● **PASSAGE TO READ**:
"""
Lun Jiang
Corruption within India’s Public Health System
Healthcare is vital for a country and its people. It helps their well-being and helps counter issues such as the Covid-19 pandemic. The integrity and ethics of the healthcare system are also required for it to be effective. India, one of the many countries that have been devastated by the virus, has a healthcare system with corruption destroying its effectiveness.

In India, fraud and medical malpractice are common. Doctors and other healthcare practitioners will sometimes not act for the well-being of their patients. Some work for personal gain. Due to this corruption throughout healthcare, about 39 million Indians fall into poverty due to medical expenses.
There are many forms of corruption and many ways that doctors will try to gain. One of the most common ways is referrals. Medical professionals bribe other professionals to refer patients for procedures. They charge the patient and split the profits. For reference, doctors could earn 30k-40k rupees (about 480-640 USD) from referring patients for angioplasty.

Another way medical professionals can get money from referring patients is by referring patients from government hospitals to private. By intentionally damaging assets or instruments in a government hospital, thereby making them unavailable to patients, forcing them to order from a private hospital, in which profits are split.
Doctors who have access to drugs and other instruments also tend to use them for personal gain. Doctors steal these things to sell them off for profits. Another way these drugs are misused is by alternative medical practitioners, who are not even allowed to use modern drugs, who use them anyway.
"""
● **ACTIVITY**:
Can you write the next part of the essay on corruption in India's public health system, picking up after its final sentence?

● **Items listed in a dataset**:
"""
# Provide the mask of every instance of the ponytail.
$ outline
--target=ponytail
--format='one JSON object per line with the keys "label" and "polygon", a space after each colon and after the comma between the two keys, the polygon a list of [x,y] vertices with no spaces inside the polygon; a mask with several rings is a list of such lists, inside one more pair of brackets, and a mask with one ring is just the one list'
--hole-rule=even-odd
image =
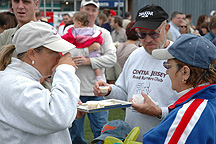
{"label": "ponytail", "polygon": [[14,45],[7,45],[0,52],[0,71],[5,70],[5,68],[11,63],[11,57],[15,50]]}

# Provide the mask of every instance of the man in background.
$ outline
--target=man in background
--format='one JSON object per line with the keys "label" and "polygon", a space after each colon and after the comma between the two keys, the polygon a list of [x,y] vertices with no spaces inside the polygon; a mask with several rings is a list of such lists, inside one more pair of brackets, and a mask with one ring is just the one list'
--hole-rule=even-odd
{"label": "man in background", "polygon": [[12,0],[12,10],[16,16],[18,25],[16,28],[5,30],[0,34],[0,51],[4,45],[13,44],[12,37],[15,32],[24,24],[30,21],[37,21],[35,11],[38,9],[38,0]]}
{"label": "man in background", "polygon": [[[113,44],[110,32],[104,28],[95,25],[96,18],[99,14],[99,1],[98,0],[82,0],[80,11],[84,11],[90,16],[89,27],[93,27],[95,31],[101,31],[101,36],[104,39],[104,44],[101,45],[99,54],[100,57],[85,57],[85,52],[78,55],[83,49],[74,49],[72,54],[75,56],[75,63],[77,63],[78,70],[77,76],[81,81],[80,85],[80,99],[83,103],[87,101],[100,101],[103,97],[96,97],[93,93],[94,83],[97,81],[94,73],[94,69],[100,68],[103,81],[105,79],[105,68],[112,67],[116,63],[116,48]],[[88,49],[87,49],[88,50]],[[79,51],[79,52],[77,52]],[[78,55],[78,56],[77,56]],[[108,122],[108,111],[88,113],[91,130],[94,138],[100,136],[103,126]],[[84,119],[85,115],[75,120],[72,127],[69,129],[73,144],[86,144],[84,138]]]}
{"label": "man in background", "polygon": [[63,21],[60,23],[58,27],[58,33],[63,36],[64,35],[64,27],[65,24],[70,20],[70,15],[68,13],[62,14]]}
{"label": "man in background", "polygon": [[175,11],[171,14],[171,21],[169,22],[170,24],[170,32],[172,34],[172,39],[175,41],[181,33],[179,32],[179,28],[181,26],[183,19],[183,13]]}

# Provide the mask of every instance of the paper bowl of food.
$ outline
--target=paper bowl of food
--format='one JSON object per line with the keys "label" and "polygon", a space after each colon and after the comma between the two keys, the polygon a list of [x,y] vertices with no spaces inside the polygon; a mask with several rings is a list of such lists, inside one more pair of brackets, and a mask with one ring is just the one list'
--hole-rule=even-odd
{"label": "paper bowl of food", "polygon": [[99,86],[101,93],[108,93],[109,86]]}
{"label": "paper bowl of food", "polygon": [[96,109],[99,105],[98,101],[87,101],[88,109]]}
{"label": "paper bowl of food", "polygon": [[141,94],[134,94],[133,102],[138,104],[144,103],[144,97]]}

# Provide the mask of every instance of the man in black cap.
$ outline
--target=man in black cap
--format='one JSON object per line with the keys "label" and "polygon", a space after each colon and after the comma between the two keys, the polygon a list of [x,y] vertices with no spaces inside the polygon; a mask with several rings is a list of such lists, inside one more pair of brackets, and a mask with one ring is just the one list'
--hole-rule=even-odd
{"label": "man in black cap", "polygon": [[[94,86],[96,96],[125,101],[135,98],[133,108],[126,109],[125,121],[131,128],[140,127],[137,138],[140,142],[142,135],[157,126],[168,114],[168,105],[177,100],[163,67],[164,60],[152,57],[154,49],[166,48],[172,44],[166,39],[170,28],[167,19],[168,14],[158,5],[147,5],[140,9],[132,29],[136,29],[143,47],[129,56],[116,84],[110,85],[108,93],[103,94],[99,90],[99,85],[108,85],[105,82],[98,81]],[[144,103],[139,103],[143,97]]]}

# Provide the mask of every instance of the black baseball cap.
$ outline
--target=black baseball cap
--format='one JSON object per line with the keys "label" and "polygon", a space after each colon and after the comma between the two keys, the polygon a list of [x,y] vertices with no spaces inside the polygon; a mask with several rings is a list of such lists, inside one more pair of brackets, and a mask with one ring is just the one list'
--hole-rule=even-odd
{"label": "black baseball cap", "polygon": [[134,28],[144,28],[149,30],[157,29],[164,20],[167,20],[169,15],[158,5],[146,5],[141,8],[136,16]]}

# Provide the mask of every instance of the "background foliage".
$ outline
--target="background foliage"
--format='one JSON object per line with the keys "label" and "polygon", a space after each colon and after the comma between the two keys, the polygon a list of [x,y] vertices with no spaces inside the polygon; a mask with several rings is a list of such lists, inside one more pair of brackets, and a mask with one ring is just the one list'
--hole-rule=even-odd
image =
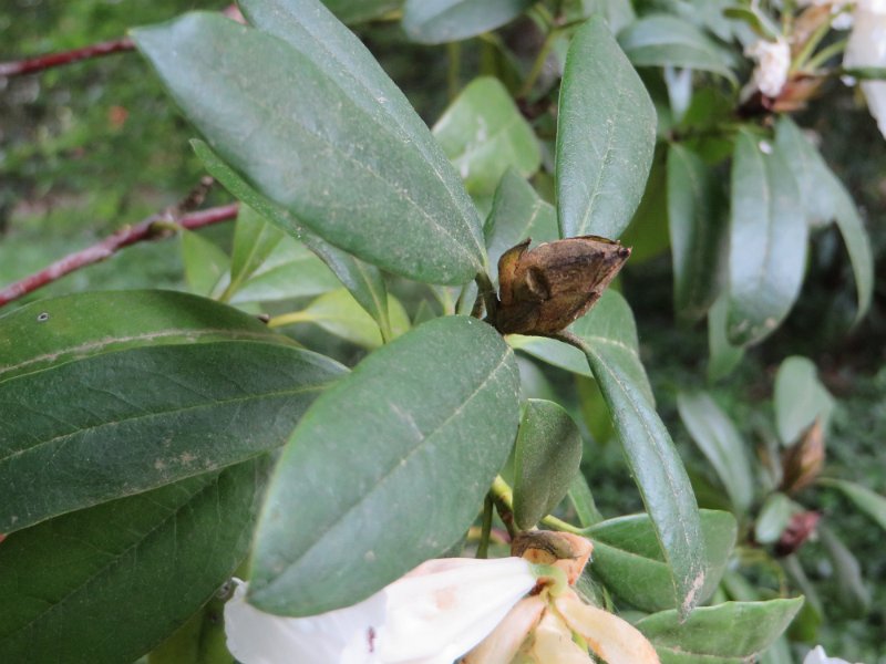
"""
● **TASK RESULT**:
India is understaffed when it comes to medical professionals, and its facilities are dysfunctional. For some doctors, they feel that corruption is the only way they could survive. Young doctors who have just received an education, are usually in debt and require the money they receive from malpractice to pay these debts off. It is also common for doctors to earn less than 10k USD a year, showing how much they find malpractice necessary for survival.
Another big issue is the lack of regulation. Many regions in India do not enforce medical regulation laws, leading to the patients suffering. Some hospitals also pay bribes to the government to be in favor of the law and not be punished for not following regulations, which are usually not enforced anyways.

India’s healthcare system is full of corruption and with the current pandemic, its poor condition is exposed. Hospitals are dysfunctional, understaffed, and aiming to make profits rather than help the people of India. With better education and more doctors and stronger regulations and better enforcement, India can find itself combatting the virus better.